The task: Rewrite all of the items below, putting "Locate and outline every" wherever "Find and box each" appears and leaving every other character unchanged.

+++

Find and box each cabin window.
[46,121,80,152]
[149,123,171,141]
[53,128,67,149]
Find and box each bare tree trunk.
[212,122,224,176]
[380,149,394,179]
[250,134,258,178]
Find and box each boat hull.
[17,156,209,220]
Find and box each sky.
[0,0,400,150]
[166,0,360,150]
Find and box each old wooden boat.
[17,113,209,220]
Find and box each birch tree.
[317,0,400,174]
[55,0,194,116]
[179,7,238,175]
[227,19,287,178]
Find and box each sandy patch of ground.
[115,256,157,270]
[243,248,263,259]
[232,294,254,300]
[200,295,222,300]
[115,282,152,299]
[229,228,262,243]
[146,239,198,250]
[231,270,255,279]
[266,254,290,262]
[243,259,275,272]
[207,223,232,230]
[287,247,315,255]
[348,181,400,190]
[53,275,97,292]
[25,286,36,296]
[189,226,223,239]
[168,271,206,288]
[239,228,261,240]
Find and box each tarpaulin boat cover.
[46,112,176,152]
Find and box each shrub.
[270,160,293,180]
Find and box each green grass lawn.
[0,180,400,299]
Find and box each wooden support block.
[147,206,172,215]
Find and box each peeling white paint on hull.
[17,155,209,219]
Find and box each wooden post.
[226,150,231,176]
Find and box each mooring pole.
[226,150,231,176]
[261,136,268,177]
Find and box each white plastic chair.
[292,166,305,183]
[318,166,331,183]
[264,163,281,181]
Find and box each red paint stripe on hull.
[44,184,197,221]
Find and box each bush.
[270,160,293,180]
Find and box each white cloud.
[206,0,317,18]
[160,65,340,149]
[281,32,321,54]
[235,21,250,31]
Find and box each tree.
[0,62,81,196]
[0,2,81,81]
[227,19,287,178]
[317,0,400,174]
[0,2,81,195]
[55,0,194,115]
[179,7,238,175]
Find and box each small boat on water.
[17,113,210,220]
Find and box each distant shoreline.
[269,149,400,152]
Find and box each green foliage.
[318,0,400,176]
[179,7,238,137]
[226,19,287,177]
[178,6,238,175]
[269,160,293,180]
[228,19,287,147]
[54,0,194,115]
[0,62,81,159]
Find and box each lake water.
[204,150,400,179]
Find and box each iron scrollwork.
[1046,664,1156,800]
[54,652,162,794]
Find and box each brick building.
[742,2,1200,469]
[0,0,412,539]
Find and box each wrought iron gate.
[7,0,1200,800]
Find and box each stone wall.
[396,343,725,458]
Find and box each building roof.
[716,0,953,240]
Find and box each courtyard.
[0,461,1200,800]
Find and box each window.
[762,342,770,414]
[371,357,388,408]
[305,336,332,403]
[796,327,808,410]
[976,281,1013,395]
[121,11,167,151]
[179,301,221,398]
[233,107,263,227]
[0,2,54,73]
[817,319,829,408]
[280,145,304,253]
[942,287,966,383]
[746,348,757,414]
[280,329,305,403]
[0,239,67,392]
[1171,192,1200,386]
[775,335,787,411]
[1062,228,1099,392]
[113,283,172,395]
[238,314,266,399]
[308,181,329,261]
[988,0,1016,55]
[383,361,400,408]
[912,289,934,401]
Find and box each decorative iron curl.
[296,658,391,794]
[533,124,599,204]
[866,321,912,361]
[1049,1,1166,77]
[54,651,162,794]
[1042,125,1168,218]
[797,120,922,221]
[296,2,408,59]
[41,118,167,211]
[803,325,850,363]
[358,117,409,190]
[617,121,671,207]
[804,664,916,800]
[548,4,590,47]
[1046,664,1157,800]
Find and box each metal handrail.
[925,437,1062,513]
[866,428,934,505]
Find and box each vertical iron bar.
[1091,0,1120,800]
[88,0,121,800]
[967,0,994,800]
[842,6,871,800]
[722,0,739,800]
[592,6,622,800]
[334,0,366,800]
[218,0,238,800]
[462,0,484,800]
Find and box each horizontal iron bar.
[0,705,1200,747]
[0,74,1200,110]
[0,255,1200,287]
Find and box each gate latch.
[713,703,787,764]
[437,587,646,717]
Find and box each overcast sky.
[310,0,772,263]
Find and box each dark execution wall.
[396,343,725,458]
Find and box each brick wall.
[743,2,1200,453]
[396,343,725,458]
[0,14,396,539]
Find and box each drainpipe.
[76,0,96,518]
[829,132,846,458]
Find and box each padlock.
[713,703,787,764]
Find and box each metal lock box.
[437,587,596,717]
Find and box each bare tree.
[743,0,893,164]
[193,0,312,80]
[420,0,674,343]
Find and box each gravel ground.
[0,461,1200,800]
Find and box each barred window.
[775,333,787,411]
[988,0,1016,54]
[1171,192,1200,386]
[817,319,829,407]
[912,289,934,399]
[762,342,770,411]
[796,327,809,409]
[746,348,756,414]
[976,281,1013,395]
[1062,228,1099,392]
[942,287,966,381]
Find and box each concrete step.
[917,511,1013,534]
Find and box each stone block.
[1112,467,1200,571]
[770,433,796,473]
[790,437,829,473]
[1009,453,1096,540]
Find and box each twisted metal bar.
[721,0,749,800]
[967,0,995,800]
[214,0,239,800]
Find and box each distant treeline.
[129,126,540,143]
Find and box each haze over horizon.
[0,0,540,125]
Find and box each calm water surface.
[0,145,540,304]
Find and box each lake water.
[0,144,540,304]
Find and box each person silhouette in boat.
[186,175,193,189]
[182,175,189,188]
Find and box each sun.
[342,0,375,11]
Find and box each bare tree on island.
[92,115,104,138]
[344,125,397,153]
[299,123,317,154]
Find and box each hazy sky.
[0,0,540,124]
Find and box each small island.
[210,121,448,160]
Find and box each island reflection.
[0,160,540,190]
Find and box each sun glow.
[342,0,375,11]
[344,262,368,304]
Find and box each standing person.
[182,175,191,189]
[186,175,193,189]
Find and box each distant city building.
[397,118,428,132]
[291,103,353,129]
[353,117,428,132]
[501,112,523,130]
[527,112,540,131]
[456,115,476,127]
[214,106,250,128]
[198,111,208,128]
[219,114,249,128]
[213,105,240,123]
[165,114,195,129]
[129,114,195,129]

+++

Solution to this task:
Locate and outline every cabin window.
[46,121,80,152]
[149,123,171,141]
[53,128,67,149]
Locate and outline every bare tree trunk.
[212,122,224,176]
[380,149,394,179]
[250,134,258,178]
Locate and outline every boat hull.
[17,156,209,220]
Locate and outline every sky.
[0,0,400,150]
[166,0,360,150]
Locate and outline every old wooden boat.
[17,113,209,220]
Locate and outline every birch tree.
[317,0,400,174]
[55,0,194,116]
[179,7,238,175]
[227,19,287,178]
Locate and outline every sandy patch of ground.
[115,256,157,270]
[243,248,263,259]
[232,294,254,300]
[200,295,222,300]
[115,282,152,299]
[229,228,262,243]
[146,239,198,250]
[231,270,255,279]
[266,254,290,262]
[243,259,275,272]
[207,223,232,230]
[287,247,315,255]
[348,181,400,190]
[53,275,97,292]
[25,286,36,296]
[189,226,223,239]
[168,271,206,288]
[239,228,261,240]
Locate and outline every tarpaulin boat cover.
[46,112,176,152]
Locate and outline every shrub.
[270,160,293,180]
Locate and outline every green grass lawn.
[0,180,400,299]
Locate and outline every wooden support block.
[147,206,172,215]
Locate and outline every peeling white paint on hull.
[17,155,209,219]
Locate and outline every wooden post.
[226,150,231,176]
Locate and outline every mooring pole.
[226,150,231,176]
[261,136,268,177]
Locate and outline every white plastic chair.
[292,166,305,183]
[318,166,331,183]
[264,163,281,181]
Locate and outline every red paint stripe on hull.
[44,184,197,221]
Locate and outline every bush.
[270,160,293,180]
Locate and outline every white cloud.
[206,0,317,18]
[160,65,340,149]
[281,32,321,54]
[235,21,250,31]
Locate and outline every tree.
[0,62,81,196]
[0,2,81,81]
[227,19,287,178]
[317,0,400,174]
[0,2,81,195]
[55,0,194,115]
[179,7,238,175]
Locate and outline every small boat on water.
[17,113,210,220]
Locate and outline every distant shoreline.
[269,149,400,152]
Locate and outline every green foliage.
[318,0,400,176]
[179,7,238,137]
[226,19,287,177]
[178,6,238,175]
[269,160,293,180]
[228,19,287,147]
[54,0,194,115]
[0,62,81,159]
Locate and outline every lake water.
[204,150,400,179]
Locate and outline every iron scrollwork.
[1046,664,1156,800]
[54,652,162,794]
Locate and outline every brick building.
[742,2,1200,469]
[0,0,412,539]
Locate and outline every wrought iron gate.
[7,0,1200,800]
Locate and outline every stone wall.
[396,343,725,458]
Locate and outline every building roof.
[716,0,953,240]
Locate and outline every courtyard.
[0,461,1200,800]
Locate and outline every window.
[762,342,770,414]
[371,357,388,408]
[305,336,332,403]
[796,327,808,410]
[976,281,1013,395]
[121,11,167,151]
[179,301,221,398]
[233,107,263,227]
[0,2,54,73]
[817,319,829,408]
[280,145,304,253]
[942,287,966,383]
[746,348,757,414]
[280,329,305,403]
[0,239,67,392]
[1171,192,1200,386]
[775,335,787,411]
[1062,228,1099,392]
[113,283,172,395]
[238,314,266,399]
[308,181,329,261]
[988,0,1016,55]
[383,361,400,408]
[912,289,934,401]
Locate and outline every decorative iron curl.
[296,658,391,794]
[533,124,599,204]
[866,321,912,361]
[1049,1,1166,77]
[54,651,162,794]
[1042,125,1168,218]
[797,120,922,221]
[296,2,408,59]
[41,118,167,211]
[803,325,850,363]
[358,117,409,190]
[617,121,671,207]
[804,664,916,800]
[548,4,590,47]
[1046,664,1157,800]
Locate and outline every metal handrail.
[925,437,1062,513]
[866,428,934,505]
Locate and outline every vertical iron bar.
[1091,0,1120,800]
[88,0,121,800]
[967,0,994,800]
[842,6,871,800]
[722,0,739,800]
[592,6,622,800]
[334,0,366,800]
[218,0,238,800]
[462,0,484,800]
Locate and outline every horizontal iron bar.
[0,705,1200,747]
[0,74,1200,110]
[0,255,1200,287]
Locate and outline every gate latch.
[713,703,787,764]
[437,587,646,717]
Locate and outline every overcast sky.
[310,0,772,263]
Locate and outline every dark execution wall.
[396,343,725,458]
Locate and outline every brick wall.
[743,2,1200,453]
[396,343,725,458]
[0,14,396,539]
Locate and outline every drainpipe.
[76,0,96,518]
[829,132,846,458]
Locate and outline every padlock.
[713,703,787,764]
Locate and outline every metal lock box.
[437,587,596,717]
Locate and outline every bare tree.
[743,0,893,164]
[193,0,312,80]
[420,0,674,343]
Locate and outline every gravel ground.
[0,461,1200,800]
Locate and outline every barred window.
[775,333,787,411]
[988,0,1016,54]
[1171,192,1200,386]
[817,319,829,407]
[912,289,934,399]
[762,342,770,411]
[796,327,809,409]
[746,348,756,414]
[976,281,1013,395]
[1062,228,1099,392]
[942,287,966,381]
Locate and outline every concrete step.
[917,511,1013,534]
Locate and outline every stone block.
[1112,467,1200,571]
[770,433,796,473]
[790,437,829,473]
[1009,453,1096,540]
Locate and outline every twisted metal bar.
[721,0,749,800]
[967,0,995,800]
[214,0,239,800]
Locate and outline every distant treeline.
[129,126,540,143]
Locate and outline every haze over horizon.
[0,0,540,125]
Locate and outline every calm water surface.
[0,145,540,304]
Locate and outline every lake water.
[0,144,540,304]
Locate and outline every person silhouette in boat.
[186,175,193,189]
[182,175,189,188]
Locate and outline every sun.
[342,0,375,11]
Locate and outline every bare tree on island.
[92,115,104,138]
[344,125,397,153]
[299,123,317,154]
Locate and outline every hazy sky.
[0,0,540,124]
Locate and outline every small island.
[210,121,448,160]
Locate and outline every island reflection.
[0,160,540,190]
Locate and outline every sun glow.
[342,0,375,11]
[344,262,368,304]
Locate and outline every standing person.
[182,175,191,189]
[186,175,193,189]
Locate and outline every distant city building.
[397,118,428,132]
[291,103,353,129]
[353,117,428,132]
[501,112,523,130]
[527,112,540,131]
[456,115,476,127]
[214,106,250,128]
[198,111,208,128]
[219,114,249,128]
[213,105,240,123]
[165,114,195,129]
[129,114,195,129]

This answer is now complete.